DORIVAL CAYMMI – CENTENÁRIO DE
NASCIMENTO- 2014
PARTE III
Carnaval era tempo de
muita alegria – fantasiar-se, dançar, jogar confete e serpentina e - por que
não? – ganhar dinheiro. Assim pensava Wallace Downey, americano produtor de
cinema, que aproveitava a época para lançar suas pretensiosas produções
carnavalescas. Assim foi Alô, Alô Brasil
e Alô, Alô Carnaval. Para o carnaval
de 1939 ele preparava nova produção com Carmen Miranda, - Banana da Terra, como convinha a um país tropical.

□ □ □ □ □ □ □

# PROBLEMA A RESOLVER:
Reproduza fielmente a parte do trecho sobre Dorival Caymmi que começa nas palavras que contêm "DORIVAL CAYMMI –" e termina em "um país tropical.".

# MATERIAL FORNECIDO:
□ □ □ □ □ □ □

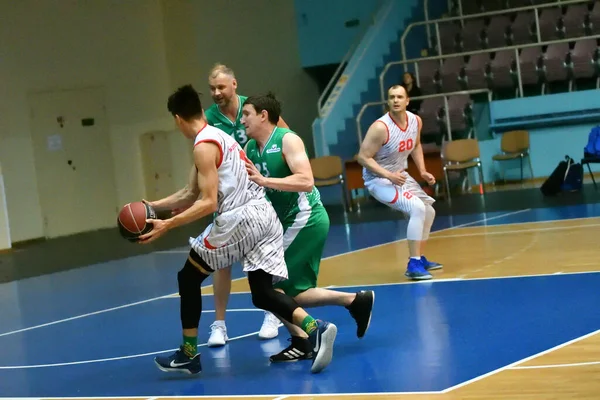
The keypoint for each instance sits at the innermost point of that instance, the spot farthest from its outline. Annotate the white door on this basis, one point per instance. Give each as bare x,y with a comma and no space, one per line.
73,161
157,164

□ □ □ □ □ □ □

# RESPOSTA:
DORIVAL CAYMMI – CENTENÁRIO DE
NASCIMENTO- 2014
PARTE III
Carnaval era tempo de
muita alegria – fantasiar-se, dançar, jogar confete e serpentina e - por que
não? – ganhar dinheiro. Assim pensava Wallace Downey, americano produtor de
cinema, que aproveitava a época para lançar suas pretensiosas produções
carnavalescas. Assim foi Alô, Alô Brasil
e Alô, Alô Carnaval. Para o carnaval
de 1939 ele preparava nova produção com Carmen Miranda, - Banana da Terra, como convinha a um país tropical.